[Stored data]

= = =

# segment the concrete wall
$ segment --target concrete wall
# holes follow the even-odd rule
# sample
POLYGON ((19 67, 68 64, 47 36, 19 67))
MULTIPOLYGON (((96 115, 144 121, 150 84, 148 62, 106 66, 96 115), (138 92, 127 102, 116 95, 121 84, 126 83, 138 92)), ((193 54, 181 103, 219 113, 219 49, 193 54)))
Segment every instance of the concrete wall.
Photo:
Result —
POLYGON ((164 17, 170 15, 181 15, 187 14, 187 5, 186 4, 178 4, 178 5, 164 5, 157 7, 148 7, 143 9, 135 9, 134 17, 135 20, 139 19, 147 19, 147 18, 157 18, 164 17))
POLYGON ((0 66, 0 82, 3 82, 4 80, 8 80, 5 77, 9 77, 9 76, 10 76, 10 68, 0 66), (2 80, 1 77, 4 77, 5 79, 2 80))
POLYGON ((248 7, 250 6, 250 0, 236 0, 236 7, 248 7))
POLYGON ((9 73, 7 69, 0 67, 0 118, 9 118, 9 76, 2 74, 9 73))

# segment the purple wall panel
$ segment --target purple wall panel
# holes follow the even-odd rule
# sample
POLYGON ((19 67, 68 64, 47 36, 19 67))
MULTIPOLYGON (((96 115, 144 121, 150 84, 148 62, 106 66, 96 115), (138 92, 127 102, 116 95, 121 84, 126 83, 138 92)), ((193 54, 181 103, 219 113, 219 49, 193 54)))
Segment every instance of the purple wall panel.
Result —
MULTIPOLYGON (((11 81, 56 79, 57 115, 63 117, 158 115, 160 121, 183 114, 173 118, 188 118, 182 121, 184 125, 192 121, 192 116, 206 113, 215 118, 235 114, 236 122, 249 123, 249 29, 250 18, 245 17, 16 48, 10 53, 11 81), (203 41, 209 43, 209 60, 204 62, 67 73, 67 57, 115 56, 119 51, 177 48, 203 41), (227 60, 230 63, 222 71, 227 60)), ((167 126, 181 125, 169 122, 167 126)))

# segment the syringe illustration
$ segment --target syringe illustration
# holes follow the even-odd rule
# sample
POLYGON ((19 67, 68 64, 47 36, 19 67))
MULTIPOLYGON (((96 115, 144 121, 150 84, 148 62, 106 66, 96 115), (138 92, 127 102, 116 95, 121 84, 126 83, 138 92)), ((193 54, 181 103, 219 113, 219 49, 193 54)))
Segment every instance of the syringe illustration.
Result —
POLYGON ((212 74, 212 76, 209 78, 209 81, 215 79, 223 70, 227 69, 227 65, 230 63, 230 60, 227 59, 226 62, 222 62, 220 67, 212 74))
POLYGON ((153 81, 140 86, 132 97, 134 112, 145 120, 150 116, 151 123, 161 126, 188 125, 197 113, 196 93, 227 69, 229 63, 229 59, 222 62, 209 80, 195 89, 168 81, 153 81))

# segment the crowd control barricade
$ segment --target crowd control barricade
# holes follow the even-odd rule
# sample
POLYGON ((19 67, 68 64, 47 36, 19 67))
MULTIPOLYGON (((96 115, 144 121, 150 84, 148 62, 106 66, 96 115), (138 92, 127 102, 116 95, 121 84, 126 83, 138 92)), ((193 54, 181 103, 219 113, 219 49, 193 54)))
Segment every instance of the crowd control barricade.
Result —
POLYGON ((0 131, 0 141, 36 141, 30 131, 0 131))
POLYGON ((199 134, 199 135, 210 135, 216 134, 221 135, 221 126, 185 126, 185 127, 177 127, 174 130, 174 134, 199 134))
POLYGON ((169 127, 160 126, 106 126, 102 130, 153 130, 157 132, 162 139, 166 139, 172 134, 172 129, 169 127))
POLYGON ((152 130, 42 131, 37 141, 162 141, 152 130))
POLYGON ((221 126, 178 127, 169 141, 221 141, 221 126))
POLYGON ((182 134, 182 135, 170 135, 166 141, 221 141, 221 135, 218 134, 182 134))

= = =

__TASK GOAL__
Where does the string "target" appear in the records above? Show every line that holds it.

__ANSWER SPACE__
$ segment --target concrete wall
$ segment --target purple wall panel
$ segment --target syringe illustration
$ segment --target crowd control barricade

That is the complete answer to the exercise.